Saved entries
[Start of Attachment]
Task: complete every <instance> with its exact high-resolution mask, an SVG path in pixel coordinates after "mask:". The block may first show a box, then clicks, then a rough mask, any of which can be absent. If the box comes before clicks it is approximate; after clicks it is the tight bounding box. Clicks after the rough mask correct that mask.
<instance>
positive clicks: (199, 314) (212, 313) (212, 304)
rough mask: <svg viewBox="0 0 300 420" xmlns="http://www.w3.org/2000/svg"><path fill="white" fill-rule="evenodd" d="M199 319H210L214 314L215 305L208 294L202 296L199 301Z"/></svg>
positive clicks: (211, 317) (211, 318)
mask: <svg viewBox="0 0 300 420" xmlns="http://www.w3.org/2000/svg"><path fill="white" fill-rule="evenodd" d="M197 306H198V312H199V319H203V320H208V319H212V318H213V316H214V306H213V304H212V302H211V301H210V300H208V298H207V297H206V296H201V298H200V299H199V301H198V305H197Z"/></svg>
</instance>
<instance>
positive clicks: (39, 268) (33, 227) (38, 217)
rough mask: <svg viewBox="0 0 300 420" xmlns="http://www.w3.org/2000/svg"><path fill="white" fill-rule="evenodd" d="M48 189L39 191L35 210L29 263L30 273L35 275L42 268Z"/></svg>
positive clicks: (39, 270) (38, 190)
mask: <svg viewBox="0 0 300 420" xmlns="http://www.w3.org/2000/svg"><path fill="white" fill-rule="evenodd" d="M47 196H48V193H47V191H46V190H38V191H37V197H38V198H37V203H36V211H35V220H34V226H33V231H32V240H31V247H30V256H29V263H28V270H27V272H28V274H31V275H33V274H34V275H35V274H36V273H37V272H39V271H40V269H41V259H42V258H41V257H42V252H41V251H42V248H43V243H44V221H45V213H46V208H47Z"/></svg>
[End of Attachment]
▶ Task to carry out:
Swap "positive clicks" for "foreground clicks" everywhere in these lines, and leave everything else unchanged.

▶ Task answer:
Task: complete every <instance> with its exact high-resolution mask, an SVG path in pixel coordinates after "mask:". The block may first show a box, then clicks, then a rough mask, any of which can be absent. If the box comes before clicks it is approximate; after clicks it is the tight bounding box. Clicks after the rough mask correct that mask.
<instance>
foreground clicks: (199, 314) (212, 313) (212, 304)
rough mask: <svg viewBox="0 0 300 420" xmlns="http://www.w3.org/2000/svg"><path fill="white" fill-rule="evenodd" d="M199 319H210L214 314L215 305L208 294L202 296L199 301Z"/></svg>
foreground clicks: (211, 317) (211, 318)
mask: <svg viewBox="0 0 300 420" xmlns="http://www.w3.org/2000/svg"><path fill="white" fill-rule="evenodd" d="M197 306H198V312H199V319H203V320H208V319H212V318H213V316H214V306H213V304H212V302H211V301H210V300H208V298H207V297H206V296H201V298H200V299H199V301H198V305H197Z"/></svg>
</instance>
<instance>
foreground clicks: (39, 268) (33, 227) (38, 217)
rough mask: <svg viewBox="0 0 300 420" xmlns="http://www.w3.org/2000/svg"><path fill="white" fill-rule="evenodd" d="M48 189L39 191L35 210L29 263L30 273L35 275L42 268Z"/></svg>
foreground clicks: (39, 270) (38, 190)
mask: <svg viewBox="0 0 300 420" xmlns="http://www.w3.org/2000/svg"><path fill="white" fill-rule="evenodd" d="M47 196H48V193H47V191H46V190H38V191H37V197H38V198H37V203H36V211H35V220H34V226H33V231H32V240H31V247H30V256H29V263H28V270H27V272H28V274H31V275H33V274H34V275H35V274H36V273H37V272H39V271H40V269H41V259H42V258H41V257H42V252H41V251H42V248H43V243H44V221H45V213H46V208H47Z"/></svg>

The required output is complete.